Data extracted from a collection
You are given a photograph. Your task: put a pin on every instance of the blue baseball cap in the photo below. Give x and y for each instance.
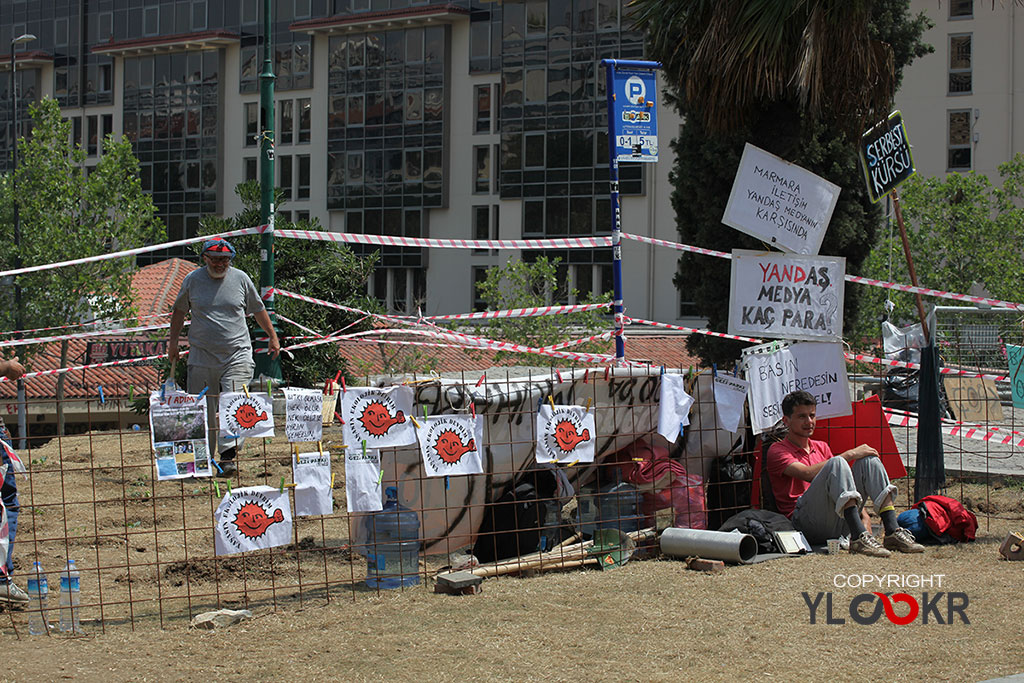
(218, 247)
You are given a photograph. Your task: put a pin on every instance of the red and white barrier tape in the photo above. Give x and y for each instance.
(386, 240)
(976, 432)
(81, 325)
(133, 252)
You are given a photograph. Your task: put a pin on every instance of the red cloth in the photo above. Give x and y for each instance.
(781, 455)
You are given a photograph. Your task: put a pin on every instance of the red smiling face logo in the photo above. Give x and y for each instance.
(451, 449)
(567, 437)
(377, 421)
(252, 520)
(247, 416)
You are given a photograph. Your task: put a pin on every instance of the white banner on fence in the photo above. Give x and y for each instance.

To do:
Would you please set down the data above again exactly, without its pictures?

Response:
You are given a photograph. Your task: put a pin on every instance of the blue baseball cap in the photo below. Give x and y for each instance.
(218, 247)
You are given a photograph. Your task: put a pin on every instance of the red and white barrier tape in the photo above. Give x and y for each instance.
(386, 240)
(976, 432)
(81, 325)
(133, 252)
You are given a photograph. Your task: put a pin on every instance of the red cloth in the photo above. Give x and y for each instance.
(781, 455)
You are given a photograph. Your task: put a pin on every instance of the red smiling face logo in the photo above. Give x and y for each instance.
(451, 449)
(567, 437)
(377, 421)
(252, 520)
(247, 416)
You are given a photograph. Your task: put a pin on every instance of the white banner on fence in the photo above. Give x and y for each instance.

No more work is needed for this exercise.